__Document extract__
"""

Michael Snyder points out the latest in Supply Chain issues

Supply Chain break

Important Takeaways:

  • Major Supply Chain Issues Are Starting To Develop All Over The Country
  • Supply chain problems were supposed to be a thing of the past, but instead our supply chains just keep getting hit by issue after issue.
  • According to a survey that was recently conducted, a whopping 82 percent of those that visit brick and mortar stores have had problems with things being out of stock this year. That figure is up 11 percent from the same time last year…
  • Of course, it isn’t just brick and mortar stores that are having trouble keeping things in stock.
  • [CIPS.org] This was also a story amongst online shoppers, where incidents of ‘out of stock’ items have increased by six percentage points year-on-year, with 60% of customers now seeing out of stock items online.
  • Sadly, some of the wounds to our supply chains are self-inflicted.
  • [Zero Hedge report] For example, the Biden administration has decided to impose new tariffs that “could raise the prices of canned food by up to 30%”…
    • Chinese products would be subject to the highest tariffs of the three countries—a levy of 122.52% of their import value
  • Unfortunately, the entire globe has been dealing with very unusual weather patterns this summer, and global food prices are beginning to surge.

"""

Collected data

"""

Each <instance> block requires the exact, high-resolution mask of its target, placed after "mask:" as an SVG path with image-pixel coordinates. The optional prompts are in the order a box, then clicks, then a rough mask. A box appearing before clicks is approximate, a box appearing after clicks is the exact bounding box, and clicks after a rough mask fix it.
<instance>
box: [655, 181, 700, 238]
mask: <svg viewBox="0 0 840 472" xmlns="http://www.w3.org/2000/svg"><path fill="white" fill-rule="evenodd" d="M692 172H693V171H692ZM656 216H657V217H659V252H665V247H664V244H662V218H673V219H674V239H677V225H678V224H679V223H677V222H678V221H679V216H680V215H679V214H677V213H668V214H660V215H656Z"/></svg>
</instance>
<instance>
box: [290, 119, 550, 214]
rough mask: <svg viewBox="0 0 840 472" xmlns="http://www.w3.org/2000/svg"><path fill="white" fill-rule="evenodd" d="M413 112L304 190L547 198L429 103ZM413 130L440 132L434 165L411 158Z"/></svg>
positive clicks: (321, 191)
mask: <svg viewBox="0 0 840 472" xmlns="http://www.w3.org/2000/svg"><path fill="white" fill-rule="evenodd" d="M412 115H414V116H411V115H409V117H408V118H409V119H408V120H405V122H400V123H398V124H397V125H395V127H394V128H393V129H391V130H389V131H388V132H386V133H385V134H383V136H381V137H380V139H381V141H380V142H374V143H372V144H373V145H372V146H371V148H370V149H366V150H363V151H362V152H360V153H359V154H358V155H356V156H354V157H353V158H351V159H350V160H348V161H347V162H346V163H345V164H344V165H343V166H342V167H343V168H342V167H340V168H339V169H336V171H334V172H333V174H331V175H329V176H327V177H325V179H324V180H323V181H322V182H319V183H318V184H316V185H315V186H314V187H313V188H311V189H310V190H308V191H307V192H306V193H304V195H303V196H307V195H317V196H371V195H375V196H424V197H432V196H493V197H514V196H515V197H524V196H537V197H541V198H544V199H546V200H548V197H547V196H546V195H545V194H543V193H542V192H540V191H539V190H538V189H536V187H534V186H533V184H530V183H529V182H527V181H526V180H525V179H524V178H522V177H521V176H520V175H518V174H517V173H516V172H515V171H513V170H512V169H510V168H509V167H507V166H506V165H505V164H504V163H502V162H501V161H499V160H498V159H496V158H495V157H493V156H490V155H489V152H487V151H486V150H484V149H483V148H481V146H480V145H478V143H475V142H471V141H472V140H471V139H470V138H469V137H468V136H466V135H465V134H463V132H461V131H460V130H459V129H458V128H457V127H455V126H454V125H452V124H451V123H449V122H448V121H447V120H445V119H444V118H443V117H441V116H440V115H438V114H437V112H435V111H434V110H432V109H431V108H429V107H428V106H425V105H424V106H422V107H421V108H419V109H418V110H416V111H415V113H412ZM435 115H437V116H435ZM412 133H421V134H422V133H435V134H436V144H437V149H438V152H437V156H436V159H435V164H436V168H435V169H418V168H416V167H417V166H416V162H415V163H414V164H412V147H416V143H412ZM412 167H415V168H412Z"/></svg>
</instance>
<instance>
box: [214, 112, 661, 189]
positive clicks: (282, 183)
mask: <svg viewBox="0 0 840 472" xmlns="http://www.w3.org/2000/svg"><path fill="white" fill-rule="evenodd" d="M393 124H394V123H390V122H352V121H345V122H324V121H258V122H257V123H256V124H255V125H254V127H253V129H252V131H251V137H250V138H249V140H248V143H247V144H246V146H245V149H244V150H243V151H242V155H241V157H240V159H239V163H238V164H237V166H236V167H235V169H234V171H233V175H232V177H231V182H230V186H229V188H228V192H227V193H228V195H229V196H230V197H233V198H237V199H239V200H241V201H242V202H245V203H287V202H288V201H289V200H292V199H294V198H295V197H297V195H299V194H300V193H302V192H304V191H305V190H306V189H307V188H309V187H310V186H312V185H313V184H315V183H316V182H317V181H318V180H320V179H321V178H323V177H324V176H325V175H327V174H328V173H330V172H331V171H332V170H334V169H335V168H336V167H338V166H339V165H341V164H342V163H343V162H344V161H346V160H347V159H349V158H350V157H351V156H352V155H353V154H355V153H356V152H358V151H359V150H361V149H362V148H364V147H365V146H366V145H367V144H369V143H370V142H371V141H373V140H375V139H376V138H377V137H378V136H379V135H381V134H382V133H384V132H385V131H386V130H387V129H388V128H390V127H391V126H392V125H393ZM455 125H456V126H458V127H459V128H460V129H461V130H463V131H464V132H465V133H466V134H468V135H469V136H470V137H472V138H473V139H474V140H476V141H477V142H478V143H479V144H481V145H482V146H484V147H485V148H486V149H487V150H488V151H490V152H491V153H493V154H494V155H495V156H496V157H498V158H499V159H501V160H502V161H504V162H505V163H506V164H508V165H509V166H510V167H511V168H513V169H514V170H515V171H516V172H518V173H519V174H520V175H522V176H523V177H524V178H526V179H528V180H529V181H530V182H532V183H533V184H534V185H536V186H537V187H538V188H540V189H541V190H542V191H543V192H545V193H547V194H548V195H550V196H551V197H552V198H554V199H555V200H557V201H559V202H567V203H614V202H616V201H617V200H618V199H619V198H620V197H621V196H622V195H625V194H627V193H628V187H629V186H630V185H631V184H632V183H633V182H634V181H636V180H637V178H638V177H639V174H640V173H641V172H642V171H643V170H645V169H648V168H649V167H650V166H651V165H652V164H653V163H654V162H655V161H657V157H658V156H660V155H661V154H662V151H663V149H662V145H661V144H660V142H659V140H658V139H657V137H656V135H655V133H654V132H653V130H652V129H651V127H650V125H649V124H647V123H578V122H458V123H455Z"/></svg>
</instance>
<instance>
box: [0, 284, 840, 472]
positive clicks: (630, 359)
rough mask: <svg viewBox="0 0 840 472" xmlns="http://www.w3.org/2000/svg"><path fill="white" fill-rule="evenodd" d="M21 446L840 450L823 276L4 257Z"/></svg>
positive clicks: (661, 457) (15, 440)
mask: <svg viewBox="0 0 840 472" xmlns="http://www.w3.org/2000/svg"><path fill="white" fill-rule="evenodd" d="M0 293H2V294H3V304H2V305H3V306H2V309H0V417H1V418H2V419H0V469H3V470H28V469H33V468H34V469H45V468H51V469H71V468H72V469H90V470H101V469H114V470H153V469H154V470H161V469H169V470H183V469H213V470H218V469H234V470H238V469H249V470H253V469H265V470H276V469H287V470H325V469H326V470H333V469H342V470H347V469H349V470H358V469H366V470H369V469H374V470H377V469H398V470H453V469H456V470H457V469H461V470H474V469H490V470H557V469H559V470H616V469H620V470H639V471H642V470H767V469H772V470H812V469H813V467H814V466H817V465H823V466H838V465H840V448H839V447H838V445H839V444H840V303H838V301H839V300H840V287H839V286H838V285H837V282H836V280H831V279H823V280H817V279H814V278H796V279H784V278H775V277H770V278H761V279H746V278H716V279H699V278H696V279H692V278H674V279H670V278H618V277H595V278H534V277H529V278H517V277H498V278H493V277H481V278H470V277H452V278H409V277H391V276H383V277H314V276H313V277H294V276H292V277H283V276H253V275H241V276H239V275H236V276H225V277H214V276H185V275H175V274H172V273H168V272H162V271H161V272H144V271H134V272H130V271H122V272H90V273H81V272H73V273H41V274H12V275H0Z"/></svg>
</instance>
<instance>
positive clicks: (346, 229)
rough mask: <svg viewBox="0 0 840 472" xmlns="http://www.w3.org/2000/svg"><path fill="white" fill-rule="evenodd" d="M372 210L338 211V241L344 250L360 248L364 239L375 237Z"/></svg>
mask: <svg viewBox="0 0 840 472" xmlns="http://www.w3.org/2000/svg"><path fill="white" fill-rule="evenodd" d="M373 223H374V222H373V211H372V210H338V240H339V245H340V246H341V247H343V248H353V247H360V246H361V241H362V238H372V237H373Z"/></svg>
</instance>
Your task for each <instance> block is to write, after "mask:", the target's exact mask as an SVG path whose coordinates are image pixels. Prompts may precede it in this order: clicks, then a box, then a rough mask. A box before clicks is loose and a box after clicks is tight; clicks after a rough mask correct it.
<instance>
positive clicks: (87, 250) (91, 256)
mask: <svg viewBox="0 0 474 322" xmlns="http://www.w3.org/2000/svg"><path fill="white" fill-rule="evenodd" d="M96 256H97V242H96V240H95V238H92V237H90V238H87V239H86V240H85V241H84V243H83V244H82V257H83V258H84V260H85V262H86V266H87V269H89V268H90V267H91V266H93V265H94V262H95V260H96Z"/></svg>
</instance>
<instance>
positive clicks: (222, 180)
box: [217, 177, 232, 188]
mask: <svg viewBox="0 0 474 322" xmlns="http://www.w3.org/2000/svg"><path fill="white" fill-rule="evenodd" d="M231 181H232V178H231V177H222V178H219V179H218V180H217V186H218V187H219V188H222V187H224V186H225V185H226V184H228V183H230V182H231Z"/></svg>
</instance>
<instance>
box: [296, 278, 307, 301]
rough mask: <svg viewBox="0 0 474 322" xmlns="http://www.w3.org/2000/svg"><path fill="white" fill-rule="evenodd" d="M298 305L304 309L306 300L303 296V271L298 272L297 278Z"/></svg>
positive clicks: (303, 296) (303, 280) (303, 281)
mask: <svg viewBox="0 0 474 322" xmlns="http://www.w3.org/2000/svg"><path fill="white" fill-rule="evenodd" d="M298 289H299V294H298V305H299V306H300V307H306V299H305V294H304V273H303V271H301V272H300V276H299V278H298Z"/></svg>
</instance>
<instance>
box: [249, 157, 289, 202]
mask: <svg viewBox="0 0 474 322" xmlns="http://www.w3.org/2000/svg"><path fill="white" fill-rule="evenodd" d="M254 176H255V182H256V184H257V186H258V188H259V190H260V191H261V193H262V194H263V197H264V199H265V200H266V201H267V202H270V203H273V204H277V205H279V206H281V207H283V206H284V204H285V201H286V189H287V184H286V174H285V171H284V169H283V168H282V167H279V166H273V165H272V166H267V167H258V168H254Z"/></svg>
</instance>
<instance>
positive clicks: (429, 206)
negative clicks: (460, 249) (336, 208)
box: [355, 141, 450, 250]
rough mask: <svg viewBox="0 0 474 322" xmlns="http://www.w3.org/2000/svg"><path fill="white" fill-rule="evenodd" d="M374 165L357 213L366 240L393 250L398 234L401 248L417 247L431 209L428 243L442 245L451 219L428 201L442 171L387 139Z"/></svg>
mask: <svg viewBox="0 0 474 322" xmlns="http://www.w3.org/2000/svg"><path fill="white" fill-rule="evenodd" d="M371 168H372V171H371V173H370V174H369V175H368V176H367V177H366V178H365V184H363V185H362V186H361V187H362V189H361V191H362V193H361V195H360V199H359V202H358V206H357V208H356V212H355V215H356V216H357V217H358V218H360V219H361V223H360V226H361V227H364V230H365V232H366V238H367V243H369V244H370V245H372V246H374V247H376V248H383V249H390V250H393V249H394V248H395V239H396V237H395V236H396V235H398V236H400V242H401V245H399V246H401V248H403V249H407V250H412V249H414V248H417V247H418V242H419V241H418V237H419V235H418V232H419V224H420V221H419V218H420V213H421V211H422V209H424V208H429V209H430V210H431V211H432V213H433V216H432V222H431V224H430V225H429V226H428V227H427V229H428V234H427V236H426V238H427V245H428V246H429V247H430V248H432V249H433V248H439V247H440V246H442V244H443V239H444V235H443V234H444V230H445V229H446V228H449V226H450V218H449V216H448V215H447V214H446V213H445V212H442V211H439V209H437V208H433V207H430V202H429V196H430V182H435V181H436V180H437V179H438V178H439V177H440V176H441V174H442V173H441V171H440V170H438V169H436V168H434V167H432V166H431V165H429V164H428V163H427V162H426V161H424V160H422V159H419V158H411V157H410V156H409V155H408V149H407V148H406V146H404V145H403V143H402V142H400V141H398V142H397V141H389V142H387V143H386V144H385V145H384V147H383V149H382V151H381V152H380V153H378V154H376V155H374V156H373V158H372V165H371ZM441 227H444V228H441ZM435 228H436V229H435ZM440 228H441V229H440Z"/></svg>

"""

__To do__
Reproduce the whole supply chain post word for word.

__Task response__
Michael Snyder points out the latest in Supply Chain issues

Supply Chain break

Important Takeaways:

  • Major Supply Chain Issues Are Starting To Develop All Over The Country
  • Supply chain problems were supposed to be a thing of the past, but instead our supply chains just keep getting hit by issue after issue.
  • According to a survey that was recently conducted, a whopping 82 percent of those that visit brick and mortar stores have had problems with things being out of stock this year. That figure is up 11 percent from the same time last year…
  • Of course, it isn’t just brick and mortar stores that are having trouble keeping things in stock.
  • [CIPS.org] This was also a story amongst online shoppers, where incidents of ‘out of stock’ items have increased by six percentage points year-on-year, with 60% of customers now seeing out of stock items online.
  • Sadly, some of the wounds to our supply chains are self-inflicted.
  • [Zero Hedge report] For example, the Biden administration has decided to impose new tariffs that “could raise the prices of canned food by up to 30%”…
    • Chinese products would be subject to the highest tariffs of the three countries—a levy of 122.52% of their import value
  • Unfortunately, the entire globe has been dealing with very unusual weather patterns this summer, and global food prices are beginning to surge.